→ **INPUT FOR THIS TASK**:
————————

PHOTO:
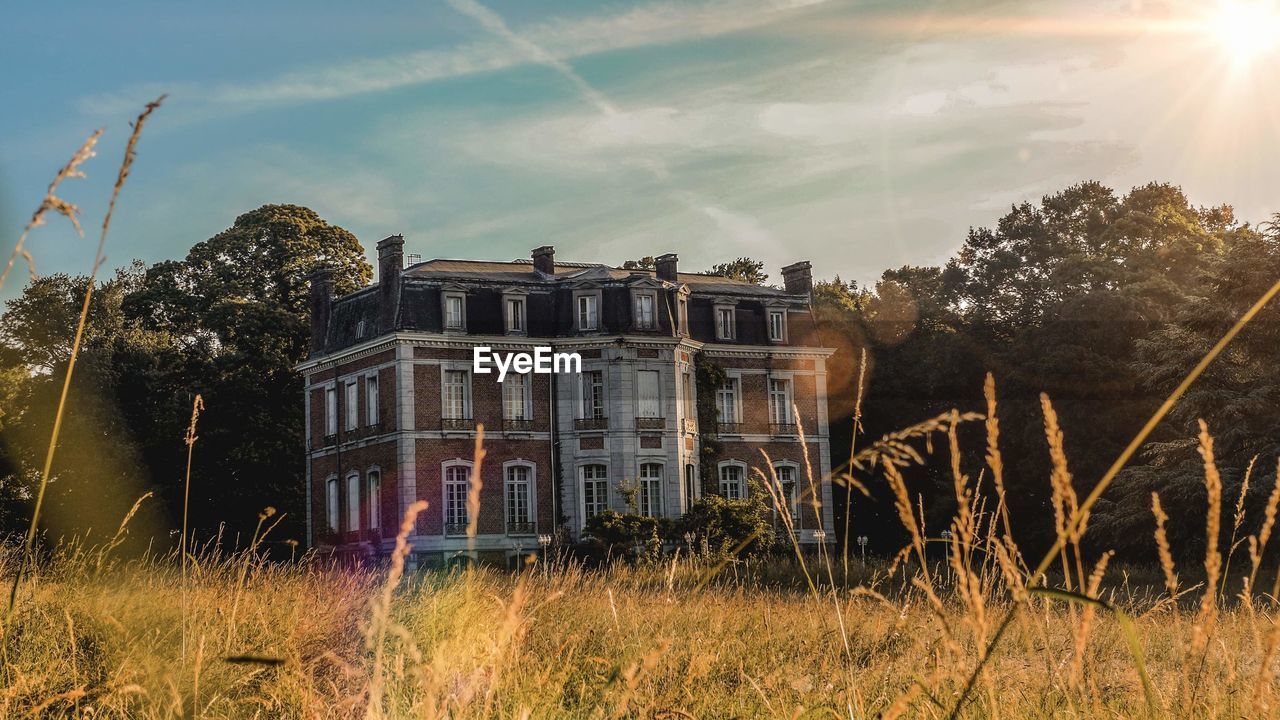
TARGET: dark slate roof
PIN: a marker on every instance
(521, 272)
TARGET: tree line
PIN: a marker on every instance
(1097, 300)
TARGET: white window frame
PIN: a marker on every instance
(592, 320)
(515, 320)
(726, 331)
(333, 507)
(794, 469)
(455, 515)
(650, 496)
(374, 496)
(602, 504)
(330, 410)
(351, 404)
(656, 411)
(588, 413)
(371, 400)
(638, 319)
(531, 488)
(741, 478)
(693, 490)
(736, 388)
(444, 393)
(462, 310)
(778, 332)
(781, 404)
(353, 501)
(524, 381)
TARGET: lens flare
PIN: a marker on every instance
(1247, 30)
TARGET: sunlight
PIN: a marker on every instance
(1246, 30)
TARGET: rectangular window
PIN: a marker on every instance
(456, 404)
(726, 401)
(725, 323)
(453, 311)
(588, 318)
(645, 311)
(457, 481)
(691, 490)
(731, 482)
(780, 401)
(371, 400)
(650, 490)
(332, 505)
(789, 487)
(352, 402)
(330, 411)
(375, 500)
(519, 507)
(647, 395)
(593, 395)
(777, 326)
(515, 314)
(595, 491)
(513, 397)
(352, 504)
(688, 387)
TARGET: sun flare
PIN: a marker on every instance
(1247, 30)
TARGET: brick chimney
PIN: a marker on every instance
(666, 265)
(544, 259)
(321, 301)
(798, 278)
(391, 263)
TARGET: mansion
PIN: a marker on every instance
(393, 402)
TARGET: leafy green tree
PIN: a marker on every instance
(741, 269)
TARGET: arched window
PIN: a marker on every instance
(332, 514)
(650, 490)
(691, 490)
(595, 490)
(457, 484)
(732, 479)
(789, 486)
(353, 502)
(374, 499)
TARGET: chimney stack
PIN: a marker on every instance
(666, 265)
(321, 301)
(544, 259)
(798, 278)
(391, 263)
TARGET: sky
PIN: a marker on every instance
(858, 135)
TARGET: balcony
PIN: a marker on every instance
(728, 428)
(521, 528)
(784, 429)
(513, 425)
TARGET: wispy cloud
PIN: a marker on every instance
(549, 42)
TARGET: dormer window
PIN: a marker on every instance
(777, 324)
(516, 315)
(588, 310)
(645, 310)
(725, 322)
(455, 311)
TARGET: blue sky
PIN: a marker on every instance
(859, 135)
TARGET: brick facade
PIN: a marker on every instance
(562, 452)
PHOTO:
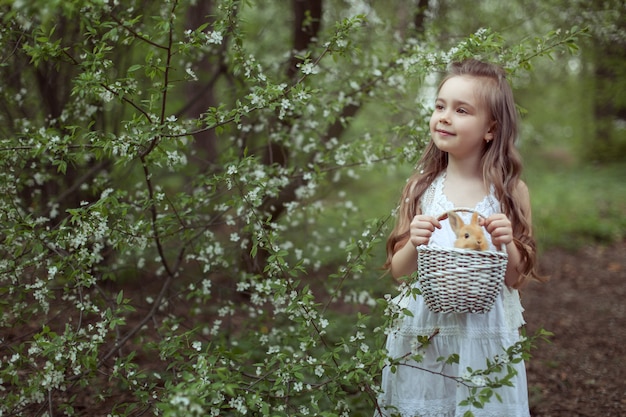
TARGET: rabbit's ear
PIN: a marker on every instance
(455, 221)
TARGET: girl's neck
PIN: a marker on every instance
(464, 185)
(469, 170)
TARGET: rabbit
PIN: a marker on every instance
(469, 236)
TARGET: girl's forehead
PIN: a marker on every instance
(461, 85)
(461, 88)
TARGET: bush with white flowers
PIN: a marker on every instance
(159, 260)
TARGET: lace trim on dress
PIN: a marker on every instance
(437, 409)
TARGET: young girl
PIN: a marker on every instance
(471, 162)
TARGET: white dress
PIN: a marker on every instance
(412, 392)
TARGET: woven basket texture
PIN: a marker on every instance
(460, 280)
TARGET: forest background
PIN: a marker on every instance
(195, 195)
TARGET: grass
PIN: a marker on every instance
(578, 206)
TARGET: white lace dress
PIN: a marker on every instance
(412, 392)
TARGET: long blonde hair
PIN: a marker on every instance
(501, 162)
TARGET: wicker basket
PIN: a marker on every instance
(460, 280)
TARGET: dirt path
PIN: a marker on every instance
(583, 371)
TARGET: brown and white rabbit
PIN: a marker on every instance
(469, 236)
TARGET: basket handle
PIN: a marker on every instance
(468, 210)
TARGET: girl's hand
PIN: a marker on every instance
(500, 228)
(422, 228)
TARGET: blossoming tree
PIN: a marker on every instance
(165, 168)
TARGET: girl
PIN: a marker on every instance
(471, 161)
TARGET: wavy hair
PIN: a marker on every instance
(501, 162)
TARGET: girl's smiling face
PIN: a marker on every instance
(460, 124)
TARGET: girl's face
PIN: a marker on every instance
(460, 124)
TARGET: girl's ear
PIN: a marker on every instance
(490, 132)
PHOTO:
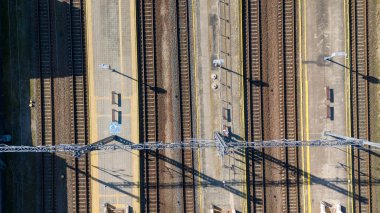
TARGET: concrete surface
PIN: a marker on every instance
(111, 39)
(220, 182)
(326, 170)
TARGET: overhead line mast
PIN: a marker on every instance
(222, 143)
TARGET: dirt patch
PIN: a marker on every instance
(171, 199)
(374, 91)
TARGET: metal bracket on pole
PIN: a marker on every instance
(220, 144)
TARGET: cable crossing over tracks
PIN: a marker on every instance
(224, 147)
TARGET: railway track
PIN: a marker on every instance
(148, 104)
(253, 99)
(185, 103)
(288, 113)
(46, 99)
(80, 181)
(360, 104)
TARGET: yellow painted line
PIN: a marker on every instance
(242, 105)
(308, 148)
(134, 105)
(300, 24)
(307, 112)
(196, 100)
(350, 200)
(93, 130)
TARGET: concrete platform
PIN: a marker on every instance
(326, 171)
(111, 39)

————————

→ **REQUIREMENT**: Lay out every line of the records above as a Markdown table with the columns "Row" and "Record line," numbering each line and skipping blank lines. Leave the pictures out of your answer.

→ **EXERCISE SOLUTION**:
| Row | Record line |
|---|---|
| 1 | PHOTO: |
| 2 | TARGET: dark slate roof |
| 3 | PIN: a marker on every instance |
| 4 | (521, 272) |
| 5 | TARGET: tree line |
| 6 | PIN: a marker on every instance |
| 7 | (1097, 300) |
| 8 | TARGET: white window frame |
| 9 | PIN: a marker on every instance |
| 10 | (592, 320) |
| 11 | (515, 320) |
| 12 | (726, 331) |
| 13 | (333, 507) |
| 14 | (794, 469) |
| 15 | (455, 515) |
| 16 | (650, 496) |
| 17 | (374, 496) |
| 18 | (602, 504) |
| 19 | (330, 410) |
| 20 | (351, 404) |
| 21 | (656, 411) |
| 22 | (588, 413) |
| 23 | (371, 400) |
| 24 | (638, 319) |
| 25 | (531, 488) |
| 26 | (741, 478) |
| 27 | (693, 490) |
| 28 | (736, 388) |
| 29 | (444, 393) |
| 30 | (462, 310) |
| 31 | (778, 332) |
| 32 | (781, 404) |
| 33 | (353, 501) |
| 34 | (524, 381) |
| 35 | TARGET: lens flare |
| 36 | PIN: a marker on every instance |
| 37 | (1247, 30) |
| 38 | TARGET: sunlight |
| 39 | PIN: a marker on every instance |
| 40 | (1246, 30) |
| 41 | TARGET: rectangular window |
| 42 | PIN: a marker on every instance |
| 43 | (456, 404) |
| 44 | (726, 401) |
| 45 | (725, 323) |
| 46 | (453, 311) |
| 47 | (588, 318) |
| 48 | (645, 311) |
| 49 | (457, 481) |
| 50 | (691, 490) |
| 51 | (731, 482) |
| 52 | (780, 401) |
| 53 | (371, 400) |
| 54 | (650, 490) |
| 55 | (332, 505) |
| 56 | (789, 487) |
| 57 | (352, 402) |
| 58 | (330, 411) |
| 59 | (375, 500) |
| 60 | (519, 507) |
| 61 | (647, 395) |
| 62 | (593, 395) |
| 63 | (777, 326) |
| 64 | (515, 314) |
| 65 | (595, 491) |
| 66 | (513, 397) |
| 67 | (352, 504) |
| 68 | (688, 387) |
| 69 | TARGET: sun flare |
| 70 | PIN: a marker on every instance |
| 71 | (1247, 30) |
| 72 | TARGET: brick chimney |
| 73 | PIN: a marker on every instance |
| 74 | (666, 265) |
| 75 | (544, 259) |
| 76 | (321, 301) |
| 77 | (798, 278) |
| 78 | (391, 263) |
| 79 | TARGET: mansion |
| 80 | PIN: a marker on every instance |
| 81 | (393, 402) |
| 82 | TARGET: leafy green tree |
| 83 | PIN: a marker on every instance |
| 84 | (741, 269) |
| 85 | TARGET: arched window |
| 86 | PIN: a marker on every instance |
| 87 | (332, 514) |
| 88 | (650, 490) |
| 89 | (691, 490) |
| 90 | (595, 490) |
| 91 | (457, 484) |
| 92 | (732, 479) |
| 93 | (789, 486) |
| 94 | (353, 502) |
| 95 | (374, 499) |
| 96 | TARGET: chimney stack |
| 97 | PIN: a marker on every instance |
| 98 | (666, 265) |
| 99 | (321, 301) |
| 100 | (544, 259) |
| 101 | (798, 278) |
| 102 | (391, 263) |
| 103 | TARGET: sky |
| 104 | PIN: a marker on every instance |
| 105 | (858, 135) |
| 106 | TARGET: balcony |
| 107 | PIN: a marker on every instance |
| 108 | (728, 428) |
| 109 | (521, 528) |
| 110 | (784, 429) |
| 111 | (513, 425) |
| 112 | TARGET: wispy cloud |
| 113 | PIN: a marker on every instance |
| 114 | (549, 42) |
| 115 | TARGET: dormer window |
| 116 | PIN: a marker on every instance |
| 117 | (777, 324) |
| 118 | (516, 315) |
| 119 | (588, 310) |
| 120 | (645, 310) |
| 121 | (725, 322) |
| 122 | (455, 311) |
| 123 | TARGET: blue sky |
| 124 | PIN: a marker on every instance |
| 125 | (859, 135) |
| 126 | TARGET: brick facade |
| 127 | PIN: a marker on every instance |
| 128 | (562, 452) |
| 129 | PHOTO: |
| 130 | TARGET: rabbit's ear |
| 131 | PIN: a marker on every instance |
| 132 | (455, 221) |
| 133 | TARGET: girl's neck |
| 134 | PIN: a marker on every instance |
| 135 | (464, 185) |
| 136 | (469, 170) |
| 137 | TARGET: rabbit |
| 138 | PIN: a marker on every instance |
| 139 | (469, 236) |
| 140 | TARGET: girl's forehead |
| 141 | PIN: a marker on every instance |
| 142 | (461, 85) |
| 143 | (461, 88) |
| 144 | TARGET: bush with white flowers |
| 145 | PIN: a marker on every instance |
| 146 | (159, 260) |
| 147 | TARGET: lace trim on dress |
| 148 | PIN: a marker on every instance |
| 149 | (437, 409) |
| 150 | TARGET: young girl |
| 151 | PIN: a marker on every instance |
| 152 | (471, 162) |
| 153 | TARGET: white dress |
| 154 | PIN: a marker on every instance |
| 155 | (412, 392) |
| 156 | TARGET: woven basket texture |
| 157 | PIN: a marker on every instance |
| 158 | (460, 280) |
| 159 | TARGET: forest background |
| 160 | PIN: a marker on every instance |
| 161 | (195, 195) |
| 162 | TARGET: grass |
| 163 | PIN: a marker on every instance |
| 164 | (578, 206) |
| 165 | TARGET: white lace dress |
| 166 | PIN: a marker on every instance |
| 167 | (412, 392) |
| 168 | TARGET: long blonde hair |
| 169 | PIN: a marker on every instance |
| 170 | (501, 162) |
| 171 | TARGET: wicker basket |
| 172 | PIN: a marker on every instance |
| 173 | (460, 280) |
| 174 | TARGET: dirt path |
| 175 | PIN: a marker on every instance |
| 176 | (583, 371) |
| 177 | TARGET: brown and white rabbit |
| 178 | PIN: a marker on every instance |
| 179 | (469, 236) |
| 180 | TARGET: basket handle |
| 181 | PIN: a marker on every instance |
| 182 | (468, 210) |
| 183 | TARGET: girl's hand |
| 184 | PIN: a marker on every instance |
| 185 | (500, 228) |
| 186 | (422, 228) |
| 187 | TARGET: blossoming tree |
| 188 | PIN: a marker on every instance |
| 189 | (165, 168) |
| 190 | TARGET: girl |
| 191 | PIN: a marker on every instance |
| 192 | (471, 161) |
| 193 | TARGET: wavy hair |
| 194 | PIN: a marker on every instance |
| 195 | (501, 162) |
| 196 | TARGET: girl's smiling face |
| 197 | PIN: a marker on every instance |
| 198 | (460, 124) |
| 199 | TARGET: girl's face |
| 200 | PIN: a marker on every instance |
| 201 | (460, 124) |
| 202 | TARGET: girl's ear |
| 203 | PIN: a marker on every instance |
| 204 | (490, 132) |
| 205 | PHOTO: |
| 206 | TARGET: concrete surface |
| 207 | PIN: a marker on every instance |
| 208 | (111, 39) |
| 209 | (220, 182) |
| 210 | (326, 170) |
| 211 | TARGET: overhead line mast |
| 212 | PIN: a marker on every instance |
| 213 | (222, 143) |
| 214 | TARGET: dirt patch |
| 215 | PIN: a marker on every instance |
| 216 | (171, 199) |
| 217 | (374, 91) |
| 218 | TARGET: metal bracket on pole |
| 219 | PIN: a marker on every instance |
| 220 | (220, 144) |
| 221 | TARGET: cable crossing over tracks |
| 222 | PIN: a marker on every instance |
| 223 | (224, 147) |
| 224 | TARGET: railway track |
| 225 | PIN: a marker on every instance |
| 226 | (148, 104) |
| 227 | (253, 99) |
| 228 | (185, 103) |
| 229 | (288, 113) |
| 230 | (46, 99) |
| 231 | (80, 181) |
| 232 | (360, 104) |
| 233 | TARGET: yellow painted line |
| 234 | PIN: a marker on every instance |
| 235 | (242, 105) |
| 236 | (308, 148) |
| 237 | (134, 105) |
| 238 | (300, 24) |
| 239 | (307, 112) |
| 240 | (196, 100) |
| 241 | (350, 200) |
| 242 | (93, 130) |
| 243 | TARGET: concrete platform |
| 244 | PIN: a marker on every instance |
| 245 | (326, 171) |
| 246 | (111, 39) |